Alors que le journaliste haïtien Jocelyn Justin, grièvement blessé depuis près de huit mois, dépérit dans un hôpital cubain sans soins appropriés, une alerte a été lancée par SOS Journalistes, dirigé par Joseph Guyler C. Delva. Pourtant, cet appel soulève des interrogations au sein même de la communauté médiatique haïtienne. Car si la situation du journaliste est incontestablement alarmante, le porte-voix qui la relaie est aujourd’hui discrédité aux yeux de nombreux confrères.
Plusieurs sources concordantes affirment en effet que Joseph Guyler C. Delva aurait reçu, à de nombreuses reprises, des fonds du ministère de la Justice destinés à l’accompagnement des journalistes victimes de violences, sans que ces ressources ne soient distribuées de manière équitable ou transparente. Certains professionnels de la presse affirment n’avoir jamais vu la couleur de ces aides. D’autres vont jusqu’à accuser SOS Journalistes de détourner des fonds en se servant des noms et de la douleur des blessés comme prétexte pour régler des affaires personnelles. Ces accusations, bien que non encore traitées par la justice, fragilisent aujourd’hui la légitimité morale de l’organisation et de son responsable, précisément au moment où une mobilisation sincère serait plus que jamais nécessaire.

(Lignes extraites d'un jeu de données)
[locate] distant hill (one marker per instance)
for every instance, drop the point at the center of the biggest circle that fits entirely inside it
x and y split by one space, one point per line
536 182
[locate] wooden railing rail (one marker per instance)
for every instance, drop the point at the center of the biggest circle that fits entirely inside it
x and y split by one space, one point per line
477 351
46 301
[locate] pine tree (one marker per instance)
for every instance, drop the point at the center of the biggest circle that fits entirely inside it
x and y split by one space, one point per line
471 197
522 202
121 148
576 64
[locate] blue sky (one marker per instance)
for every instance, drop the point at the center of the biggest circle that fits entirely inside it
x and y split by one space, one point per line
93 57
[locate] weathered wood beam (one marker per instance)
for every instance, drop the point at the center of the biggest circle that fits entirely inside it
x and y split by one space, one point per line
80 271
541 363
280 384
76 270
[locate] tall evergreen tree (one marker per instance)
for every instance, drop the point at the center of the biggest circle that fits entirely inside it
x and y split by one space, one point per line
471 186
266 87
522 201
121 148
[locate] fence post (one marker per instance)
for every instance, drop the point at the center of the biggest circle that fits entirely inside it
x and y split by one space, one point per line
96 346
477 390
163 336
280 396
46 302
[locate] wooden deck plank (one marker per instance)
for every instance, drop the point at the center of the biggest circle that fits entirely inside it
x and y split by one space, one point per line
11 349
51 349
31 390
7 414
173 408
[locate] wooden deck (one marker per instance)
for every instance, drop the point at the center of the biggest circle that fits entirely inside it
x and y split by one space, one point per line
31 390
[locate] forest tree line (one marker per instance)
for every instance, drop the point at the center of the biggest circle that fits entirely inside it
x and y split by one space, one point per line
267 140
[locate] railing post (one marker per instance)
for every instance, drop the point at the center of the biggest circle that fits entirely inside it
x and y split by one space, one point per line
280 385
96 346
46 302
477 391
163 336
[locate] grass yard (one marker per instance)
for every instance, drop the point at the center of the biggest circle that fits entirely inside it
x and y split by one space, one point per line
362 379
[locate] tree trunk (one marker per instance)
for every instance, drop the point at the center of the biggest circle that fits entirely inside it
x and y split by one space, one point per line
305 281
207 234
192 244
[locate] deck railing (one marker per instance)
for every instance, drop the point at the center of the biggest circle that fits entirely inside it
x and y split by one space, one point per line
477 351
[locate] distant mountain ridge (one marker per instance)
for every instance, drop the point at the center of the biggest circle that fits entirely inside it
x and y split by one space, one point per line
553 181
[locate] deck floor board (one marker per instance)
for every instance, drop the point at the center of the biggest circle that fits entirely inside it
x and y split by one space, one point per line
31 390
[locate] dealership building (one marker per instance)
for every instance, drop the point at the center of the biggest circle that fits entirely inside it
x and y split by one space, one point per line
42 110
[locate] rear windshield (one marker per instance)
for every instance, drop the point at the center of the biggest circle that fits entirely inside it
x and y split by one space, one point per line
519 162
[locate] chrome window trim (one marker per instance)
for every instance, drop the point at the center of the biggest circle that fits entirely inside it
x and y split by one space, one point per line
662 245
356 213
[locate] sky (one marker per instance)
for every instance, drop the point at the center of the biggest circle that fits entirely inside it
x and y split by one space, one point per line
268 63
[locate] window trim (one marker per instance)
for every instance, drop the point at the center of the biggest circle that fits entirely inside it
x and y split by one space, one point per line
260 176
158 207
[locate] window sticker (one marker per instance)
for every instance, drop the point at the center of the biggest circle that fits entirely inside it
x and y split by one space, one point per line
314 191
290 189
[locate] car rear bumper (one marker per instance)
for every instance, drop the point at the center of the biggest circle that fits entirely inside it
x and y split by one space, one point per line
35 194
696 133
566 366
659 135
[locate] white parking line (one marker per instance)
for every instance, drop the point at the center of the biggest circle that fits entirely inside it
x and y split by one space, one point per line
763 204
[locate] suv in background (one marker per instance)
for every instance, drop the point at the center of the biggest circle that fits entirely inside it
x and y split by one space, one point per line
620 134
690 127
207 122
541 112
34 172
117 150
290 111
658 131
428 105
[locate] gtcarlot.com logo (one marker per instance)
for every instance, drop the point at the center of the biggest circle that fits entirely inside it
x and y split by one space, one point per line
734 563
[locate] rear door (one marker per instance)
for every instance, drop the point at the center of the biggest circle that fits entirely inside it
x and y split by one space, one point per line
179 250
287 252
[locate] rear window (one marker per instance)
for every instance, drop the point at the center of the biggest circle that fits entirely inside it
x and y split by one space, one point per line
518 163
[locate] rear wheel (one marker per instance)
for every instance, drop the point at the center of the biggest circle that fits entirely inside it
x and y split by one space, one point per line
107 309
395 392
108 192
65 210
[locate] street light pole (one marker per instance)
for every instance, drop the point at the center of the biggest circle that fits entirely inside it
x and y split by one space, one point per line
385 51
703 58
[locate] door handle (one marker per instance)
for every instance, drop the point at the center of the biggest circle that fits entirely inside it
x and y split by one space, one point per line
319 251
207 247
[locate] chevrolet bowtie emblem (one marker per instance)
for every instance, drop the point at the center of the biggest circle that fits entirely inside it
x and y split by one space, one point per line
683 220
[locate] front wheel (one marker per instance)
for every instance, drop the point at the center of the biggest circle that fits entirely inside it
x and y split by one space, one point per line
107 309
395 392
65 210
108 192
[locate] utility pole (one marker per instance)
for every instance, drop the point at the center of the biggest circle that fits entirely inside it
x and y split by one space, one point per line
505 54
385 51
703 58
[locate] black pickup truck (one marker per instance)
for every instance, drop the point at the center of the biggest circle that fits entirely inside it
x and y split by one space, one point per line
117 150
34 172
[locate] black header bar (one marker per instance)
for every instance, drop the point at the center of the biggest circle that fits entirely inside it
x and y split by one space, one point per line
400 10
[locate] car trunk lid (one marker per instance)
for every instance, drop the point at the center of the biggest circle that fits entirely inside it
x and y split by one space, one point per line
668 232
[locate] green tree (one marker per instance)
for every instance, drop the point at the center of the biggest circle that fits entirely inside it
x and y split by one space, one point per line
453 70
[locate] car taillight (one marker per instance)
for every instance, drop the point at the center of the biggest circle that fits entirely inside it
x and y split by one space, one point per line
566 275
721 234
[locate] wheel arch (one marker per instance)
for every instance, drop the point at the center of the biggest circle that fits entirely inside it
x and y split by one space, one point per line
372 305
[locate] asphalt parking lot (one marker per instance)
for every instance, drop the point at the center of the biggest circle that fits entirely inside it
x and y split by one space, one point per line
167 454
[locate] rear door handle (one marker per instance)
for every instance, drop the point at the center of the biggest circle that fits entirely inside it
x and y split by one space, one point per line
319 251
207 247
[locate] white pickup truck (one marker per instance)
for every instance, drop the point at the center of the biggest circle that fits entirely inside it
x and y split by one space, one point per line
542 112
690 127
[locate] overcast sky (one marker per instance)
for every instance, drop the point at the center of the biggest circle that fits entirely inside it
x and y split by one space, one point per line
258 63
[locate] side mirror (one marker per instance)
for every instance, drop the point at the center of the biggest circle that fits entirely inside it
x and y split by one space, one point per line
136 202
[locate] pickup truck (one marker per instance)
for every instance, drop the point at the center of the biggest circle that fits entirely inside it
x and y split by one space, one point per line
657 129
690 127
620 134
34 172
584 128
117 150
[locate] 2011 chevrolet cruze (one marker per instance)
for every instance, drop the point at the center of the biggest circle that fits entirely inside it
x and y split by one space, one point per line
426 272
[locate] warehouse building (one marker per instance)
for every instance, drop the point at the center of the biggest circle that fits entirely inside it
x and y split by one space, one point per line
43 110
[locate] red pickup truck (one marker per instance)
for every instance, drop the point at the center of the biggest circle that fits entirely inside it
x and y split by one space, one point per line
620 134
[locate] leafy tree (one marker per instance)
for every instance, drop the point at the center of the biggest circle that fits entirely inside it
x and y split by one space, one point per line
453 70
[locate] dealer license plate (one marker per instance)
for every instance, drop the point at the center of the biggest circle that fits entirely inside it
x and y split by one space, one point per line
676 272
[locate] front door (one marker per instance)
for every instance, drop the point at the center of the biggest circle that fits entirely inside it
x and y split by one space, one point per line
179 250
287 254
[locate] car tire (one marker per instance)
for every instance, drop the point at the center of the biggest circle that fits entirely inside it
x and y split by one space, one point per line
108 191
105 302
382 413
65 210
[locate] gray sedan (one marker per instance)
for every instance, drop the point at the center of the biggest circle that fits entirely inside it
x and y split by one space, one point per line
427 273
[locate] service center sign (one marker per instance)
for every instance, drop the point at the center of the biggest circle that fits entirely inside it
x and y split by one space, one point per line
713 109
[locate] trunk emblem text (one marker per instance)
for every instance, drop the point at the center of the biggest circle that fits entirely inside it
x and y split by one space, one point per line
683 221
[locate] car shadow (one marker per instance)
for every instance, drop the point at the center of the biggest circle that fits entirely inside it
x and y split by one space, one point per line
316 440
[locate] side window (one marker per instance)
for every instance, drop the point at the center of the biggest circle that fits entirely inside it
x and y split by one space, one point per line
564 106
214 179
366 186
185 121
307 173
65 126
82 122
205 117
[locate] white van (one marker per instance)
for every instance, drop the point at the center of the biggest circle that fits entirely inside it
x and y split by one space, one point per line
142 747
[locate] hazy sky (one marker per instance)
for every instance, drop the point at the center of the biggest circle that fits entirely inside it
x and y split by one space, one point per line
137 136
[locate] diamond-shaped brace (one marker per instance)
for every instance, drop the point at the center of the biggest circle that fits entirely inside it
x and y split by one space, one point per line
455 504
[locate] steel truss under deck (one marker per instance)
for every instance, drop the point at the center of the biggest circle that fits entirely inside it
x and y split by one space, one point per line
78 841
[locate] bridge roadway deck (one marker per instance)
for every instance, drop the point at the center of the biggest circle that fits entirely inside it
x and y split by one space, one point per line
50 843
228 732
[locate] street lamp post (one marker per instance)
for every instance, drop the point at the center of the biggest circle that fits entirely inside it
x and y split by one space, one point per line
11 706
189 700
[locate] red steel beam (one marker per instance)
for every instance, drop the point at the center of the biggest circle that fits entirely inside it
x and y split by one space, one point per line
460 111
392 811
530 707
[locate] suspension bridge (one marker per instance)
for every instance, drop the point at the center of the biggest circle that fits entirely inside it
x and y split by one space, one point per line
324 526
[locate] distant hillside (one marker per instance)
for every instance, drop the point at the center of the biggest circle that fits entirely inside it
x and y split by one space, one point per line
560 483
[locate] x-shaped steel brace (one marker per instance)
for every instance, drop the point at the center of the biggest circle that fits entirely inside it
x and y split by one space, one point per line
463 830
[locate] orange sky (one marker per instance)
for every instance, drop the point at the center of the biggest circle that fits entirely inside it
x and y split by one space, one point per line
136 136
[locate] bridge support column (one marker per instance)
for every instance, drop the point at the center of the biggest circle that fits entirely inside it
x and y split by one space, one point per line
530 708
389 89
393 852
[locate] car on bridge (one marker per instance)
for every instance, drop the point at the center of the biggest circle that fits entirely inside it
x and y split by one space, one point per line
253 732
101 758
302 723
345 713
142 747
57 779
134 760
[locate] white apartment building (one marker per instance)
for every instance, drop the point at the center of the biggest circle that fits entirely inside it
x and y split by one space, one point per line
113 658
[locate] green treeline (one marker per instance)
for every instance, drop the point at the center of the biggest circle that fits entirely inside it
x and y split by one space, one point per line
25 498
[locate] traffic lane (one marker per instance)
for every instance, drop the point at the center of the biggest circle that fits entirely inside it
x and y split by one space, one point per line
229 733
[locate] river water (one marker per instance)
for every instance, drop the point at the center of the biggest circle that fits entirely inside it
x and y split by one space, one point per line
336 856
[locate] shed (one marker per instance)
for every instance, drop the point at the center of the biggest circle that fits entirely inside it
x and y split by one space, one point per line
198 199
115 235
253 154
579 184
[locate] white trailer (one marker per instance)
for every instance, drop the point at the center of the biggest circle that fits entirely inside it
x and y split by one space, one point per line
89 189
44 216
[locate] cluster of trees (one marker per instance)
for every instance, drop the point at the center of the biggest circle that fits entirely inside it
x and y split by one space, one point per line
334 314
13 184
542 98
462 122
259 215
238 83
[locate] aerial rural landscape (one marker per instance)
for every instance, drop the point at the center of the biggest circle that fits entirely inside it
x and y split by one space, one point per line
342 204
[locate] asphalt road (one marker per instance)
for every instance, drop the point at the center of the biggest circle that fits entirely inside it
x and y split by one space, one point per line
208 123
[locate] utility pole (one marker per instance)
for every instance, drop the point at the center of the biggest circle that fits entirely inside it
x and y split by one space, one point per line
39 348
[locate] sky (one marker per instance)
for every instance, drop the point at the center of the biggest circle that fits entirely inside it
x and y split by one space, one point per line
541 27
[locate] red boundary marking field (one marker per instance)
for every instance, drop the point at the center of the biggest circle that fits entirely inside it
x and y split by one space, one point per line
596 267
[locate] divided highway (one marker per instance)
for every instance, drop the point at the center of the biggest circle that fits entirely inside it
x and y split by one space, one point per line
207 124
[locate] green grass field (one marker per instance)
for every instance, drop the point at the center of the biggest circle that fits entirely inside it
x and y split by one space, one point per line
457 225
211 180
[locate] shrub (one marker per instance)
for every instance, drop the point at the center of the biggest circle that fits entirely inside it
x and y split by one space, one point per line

• VOTRE CONSIGNE: Résumez sous forme de liste le paragraphe de l'article sur Jocelyn Justin qui commence par « Plusieurs sources concordantes affirment », en conservant ses faits essentiels. Les lignes n'interviennent en rien dans ce travail.

• RÉPONSE RÉDIGÉE:
- Selon plusieurs sources concordantes, Joseph Guyler C. Delva aurait reçu à de nombreuses reprises des fonds du ministère de la Justice destinés à l'accompagnement des journalistes victimes de violences.
- Ces fonds n'auraient pas été distribués de manière équitable ou transparente, et certains professionnels de la presse affirment n'en avoir jamais rien reçu.
- D'autres accusent SOS Journalistes de détourner des fonds en se servant des noms et de la douleur des blessés pour régler des affaires personnelles.
- Bien que la justice ne s'en soit pas encore saisie, ces accusations fragilisent la légitimité morale de l'organisation et de son responsable au moment où une mobilisation sincère serait plus que jamais nécessaire.